> [Objetivo da tarefa]:
Você pode reproduzir, linha por linha e sem alterações, todos os registros abaixo? Deixe as imagens de fora da resposta.

> [Linhas de dados]:
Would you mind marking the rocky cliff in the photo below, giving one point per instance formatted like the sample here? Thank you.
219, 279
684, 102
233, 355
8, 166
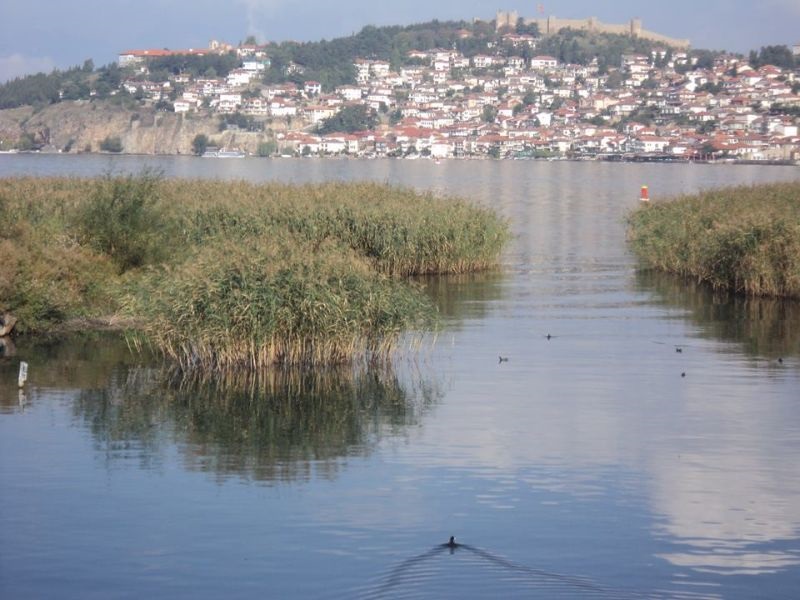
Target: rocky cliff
81, 126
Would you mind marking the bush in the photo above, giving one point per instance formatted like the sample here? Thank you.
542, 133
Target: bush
744, 239
123, 219
111, 144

> [Resposta ao problema]:
Would you mind marking the rocky cliff in the photo below, giving one point per instance formatted like the sample here? Thank you.
219, 279
684, 102
233, 355
8, 166
Target: rocky cliff
81, 126
Would you mind marking the bush in the photo above, giving one point per instance formatted like the sample here? Thank you.
542, 133
Target: bush
744, 239
123, 219
111, 144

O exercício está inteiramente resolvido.